What the exercise asks: Everything from the line containing "the glass jar on this basis." through the final line of the records must be transcribed verbatim; nothing else belongs in the result.

[Start Items]

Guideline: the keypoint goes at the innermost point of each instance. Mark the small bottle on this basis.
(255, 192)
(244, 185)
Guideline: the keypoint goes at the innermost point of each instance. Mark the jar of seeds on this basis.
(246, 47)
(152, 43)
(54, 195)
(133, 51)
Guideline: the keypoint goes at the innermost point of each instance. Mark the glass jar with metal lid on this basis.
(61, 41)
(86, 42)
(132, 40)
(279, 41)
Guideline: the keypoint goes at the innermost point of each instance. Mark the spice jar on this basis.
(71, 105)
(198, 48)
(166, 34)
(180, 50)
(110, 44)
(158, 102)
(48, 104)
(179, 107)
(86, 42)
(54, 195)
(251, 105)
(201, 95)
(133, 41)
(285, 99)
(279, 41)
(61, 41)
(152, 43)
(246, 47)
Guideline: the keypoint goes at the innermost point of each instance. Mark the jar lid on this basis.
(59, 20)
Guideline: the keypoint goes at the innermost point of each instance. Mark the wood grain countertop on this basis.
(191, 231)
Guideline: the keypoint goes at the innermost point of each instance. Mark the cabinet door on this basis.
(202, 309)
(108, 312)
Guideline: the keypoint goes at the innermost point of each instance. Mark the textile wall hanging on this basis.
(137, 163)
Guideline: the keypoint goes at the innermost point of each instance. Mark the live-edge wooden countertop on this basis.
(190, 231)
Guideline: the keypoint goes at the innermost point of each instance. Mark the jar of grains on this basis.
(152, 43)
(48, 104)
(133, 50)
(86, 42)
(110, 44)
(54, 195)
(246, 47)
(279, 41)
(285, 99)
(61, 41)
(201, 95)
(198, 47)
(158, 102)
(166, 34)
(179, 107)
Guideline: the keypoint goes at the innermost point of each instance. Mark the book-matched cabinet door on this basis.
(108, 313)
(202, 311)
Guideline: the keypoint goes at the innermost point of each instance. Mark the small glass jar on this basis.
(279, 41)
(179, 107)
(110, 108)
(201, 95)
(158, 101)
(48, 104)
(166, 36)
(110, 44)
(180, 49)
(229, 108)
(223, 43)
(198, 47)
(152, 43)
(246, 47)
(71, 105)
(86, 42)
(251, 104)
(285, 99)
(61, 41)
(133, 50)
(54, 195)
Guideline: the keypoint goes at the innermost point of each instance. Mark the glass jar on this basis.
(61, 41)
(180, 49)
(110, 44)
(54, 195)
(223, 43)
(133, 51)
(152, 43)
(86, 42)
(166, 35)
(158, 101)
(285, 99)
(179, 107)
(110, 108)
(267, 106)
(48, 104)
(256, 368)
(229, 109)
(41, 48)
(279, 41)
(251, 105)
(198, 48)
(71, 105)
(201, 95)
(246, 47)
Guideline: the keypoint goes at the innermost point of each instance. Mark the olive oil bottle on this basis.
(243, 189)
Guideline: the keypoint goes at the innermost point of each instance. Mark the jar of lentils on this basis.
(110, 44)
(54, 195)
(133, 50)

[End Items]

Correct result:
Guideline: the keypoint goes at the innermost point of each instance. Mark the glass jar on this basis.
(61, 41)
(180, 49)
(110, 44)
(54, 195)
(223, 43)
(133, 51)
(152, 43)
(86, 42)
(166, 35)
(158, 101)
(285, 99)
(179, 107)
(110, 108)
(267, 106)
(48, 104)
(256, 368)
(229, 109)
(41, 48)
(279, 41)
(251, 105)
(198, 48)
(71, 105)
(201, 95)
(246, 47)
Guideline: the keypoint goes at the innermost point of each instance. Mark the olive oil bottle on this basis.
(243, 189)
Guideline: the keypoint goes at the innermost point of each instance. Mark the jar of lentils on this basis.
(110, 44)
(54, 195)
(133, 50)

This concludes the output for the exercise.